— start —

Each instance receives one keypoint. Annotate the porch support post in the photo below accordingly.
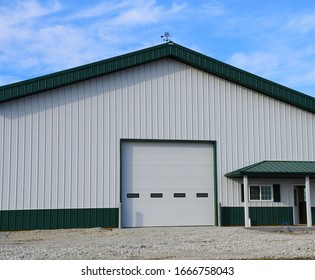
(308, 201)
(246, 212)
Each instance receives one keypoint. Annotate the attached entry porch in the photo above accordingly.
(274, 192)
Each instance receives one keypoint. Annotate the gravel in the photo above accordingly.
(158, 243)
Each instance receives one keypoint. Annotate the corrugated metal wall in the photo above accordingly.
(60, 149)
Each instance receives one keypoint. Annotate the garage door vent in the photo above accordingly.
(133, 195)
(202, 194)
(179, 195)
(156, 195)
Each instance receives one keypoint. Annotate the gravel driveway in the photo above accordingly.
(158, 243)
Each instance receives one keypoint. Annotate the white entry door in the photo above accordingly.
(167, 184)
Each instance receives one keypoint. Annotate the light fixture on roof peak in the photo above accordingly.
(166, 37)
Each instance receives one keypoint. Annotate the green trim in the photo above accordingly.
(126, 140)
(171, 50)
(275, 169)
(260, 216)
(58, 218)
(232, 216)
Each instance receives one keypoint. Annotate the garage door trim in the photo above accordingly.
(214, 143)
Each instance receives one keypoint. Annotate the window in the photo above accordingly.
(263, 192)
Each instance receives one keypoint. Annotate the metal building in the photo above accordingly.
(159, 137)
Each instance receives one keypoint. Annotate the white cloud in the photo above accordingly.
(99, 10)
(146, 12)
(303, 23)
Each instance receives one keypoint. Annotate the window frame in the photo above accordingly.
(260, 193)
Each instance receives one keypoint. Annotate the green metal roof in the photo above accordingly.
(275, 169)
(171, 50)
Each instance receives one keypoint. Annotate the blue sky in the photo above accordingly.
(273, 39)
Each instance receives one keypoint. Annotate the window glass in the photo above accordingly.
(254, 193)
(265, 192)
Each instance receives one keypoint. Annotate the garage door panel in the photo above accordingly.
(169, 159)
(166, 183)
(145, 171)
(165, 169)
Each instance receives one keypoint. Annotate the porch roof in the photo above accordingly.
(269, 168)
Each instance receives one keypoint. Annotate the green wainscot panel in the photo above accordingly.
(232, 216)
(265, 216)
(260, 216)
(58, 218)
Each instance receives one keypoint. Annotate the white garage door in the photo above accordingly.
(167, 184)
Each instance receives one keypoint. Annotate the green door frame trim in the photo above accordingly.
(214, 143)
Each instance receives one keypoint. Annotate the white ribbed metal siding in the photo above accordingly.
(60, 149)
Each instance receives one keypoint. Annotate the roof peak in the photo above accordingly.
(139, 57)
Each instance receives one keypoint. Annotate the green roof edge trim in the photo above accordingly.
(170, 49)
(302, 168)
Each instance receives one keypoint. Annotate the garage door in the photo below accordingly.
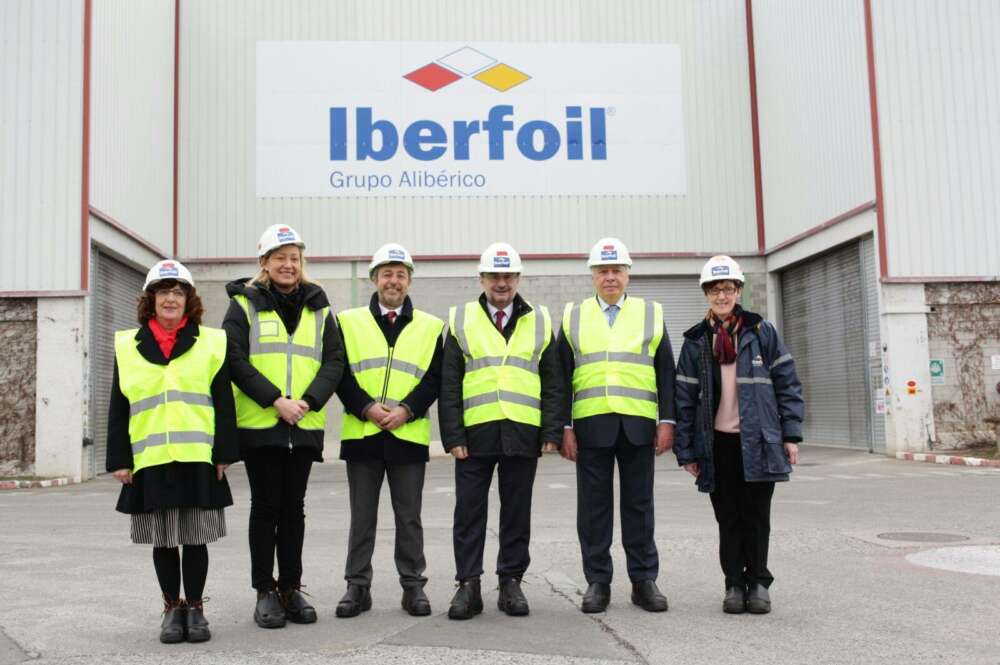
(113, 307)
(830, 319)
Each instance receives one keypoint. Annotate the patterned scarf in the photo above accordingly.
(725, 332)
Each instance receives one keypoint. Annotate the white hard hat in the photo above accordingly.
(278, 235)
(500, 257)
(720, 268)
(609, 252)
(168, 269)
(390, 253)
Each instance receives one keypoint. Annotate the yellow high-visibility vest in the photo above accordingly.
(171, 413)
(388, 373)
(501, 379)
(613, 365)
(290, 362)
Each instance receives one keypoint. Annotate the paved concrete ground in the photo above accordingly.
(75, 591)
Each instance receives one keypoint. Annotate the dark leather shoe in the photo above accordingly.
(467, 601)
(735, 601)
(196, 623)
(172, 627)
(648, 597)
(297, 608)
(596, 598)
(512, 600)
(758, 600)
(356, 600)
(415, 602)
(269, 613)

— end —

Revise all of the material above so that "Label" replaces every "Annotate" and nothing else changes. Leave the pictures out of your answer.

CORRECT RESPONSE >>
Each instance receives one keypoint. Label the porch support post in the photo below accordingly.
(308, 201)
(246, 212)
Each instance receives one keypoint. Label the attached entry porch in the photo above accordingly.
(274, 192)
Each instance receives one keypoint. Label the gravel in the photo above accordingly.
(158, 243)
Each instance receives one keypoint. Label the corrugated metal wall in the photo above accordingly.
(60, 149)
Each instance receives one keypoint. Label the garage door vent in the photo above accordingly.
(133, 195)
(202, 194)
(179, 195)
(156, 195)
Each instance receives one keypoint. Label the gravel driveway in the photo above accordingly.
(158, 243)
Each instance receives one keypoint. Label the white entry door in the photo above accordingly.
(167, 184)
Each instance receives one keypoint. Label the light fixture on roof peak in the photo above accordingly.
(166, 37)
Each instance receives one keypoint. Label the green trim in the photo above accordingly.
(126, 140)
(171, 50)
(275, 169)
(260, 216)
(58, 218)
(232, 216)
Each instance receives one keypoint. Label the garage door trim in the photo above accordingly.
(214, 143)
Each instance receives one keypoint. Label the window in the photo above accordingly.
(263, 192)
Each instance receives one keypoint. Label the metal building in the photo above accordingly.
(159, 137)
Each instance receives one keypoint. Label the white cloud in the photo above accordingly.
(99, 10)
(146, 12)
(303, 23)
Each instance receives one keypoint. Label the window frame in the photo above accordingly.
(260, 193)
Each instance receives one keypoint. Label the green metal roof in the photo above accordingly.
(275, 169)
(171, 50)
Each instance receives one keypoint. Label the blue sky in the photo above accordingly.
(273, 39)
Each instance receives one keypoint. Label the window glass in the photo above accordingly.
(254, 193)
(265, 192)
Each instance receives one keypoint. Label the garage door panel in the photo above accordingly.
(169, 159)
(166, 183)
(145, 171)
(165, 169)
Each instance receives one keypoint. Label the porch roof in the photo above accordingly.
(269, 168)
Each instance receives one keypoint. Label the green wainscot panel in the photo above accordingly.
(232, 216)
(265, 216)
(260, 216)
(58, 218)
Each instance receives one keypoint. Label the white garage door in the photo above accordingly.
(167, 184)
Each instance receives one keypoint. Label the green door frame trim in the photo above accordingly.
(214, 143)
Each instance receives one keypoint. Label the white ribbed metal siding in the photo above accordingly.
(60, 149)
Each instance receives one keypoint. Label the roof peak in the photo above accordingly.
(139, 57)
Each instance receives one keypoint. Label the green roof edge trim in the photo above accordingly.
(170, 49)
(302, 168)
Each instance receives one keypoint. Label the garage door in the photo below accordingly.
(113, 307)
(830, 319)
Each instance receives one keypoint. Label the patterned scarf in the photo above accordingly.
(725, 332)
Each instance receives one keypoint. Label the white hard hat in the photo above accordingly.
(278, 235)
(500, 257)
(720, 268)
(609, 252)
(168, 269)
(390, 253)
Each instance receives one keypoint. Label the yellow high-visibility vest in the photo above accordingly.
(171, 413)
(388, 373)
(501, 379)
(613, 365)
(290, 362)
Each instance receives one keypoint. Label the paved concrete ground in the photo above accordingly.
(75, 591)
Each instance receives one keypoint. Label the dark leather shoe in the photo above accordingly.
(467, 601)
(735, 601)
(196, 623)
(172, 627)
(648, 597)
(297, 608)
(596, 598)
(512, 600)
(758, 600)
(356, 600)
(415, 602)
(269, 613)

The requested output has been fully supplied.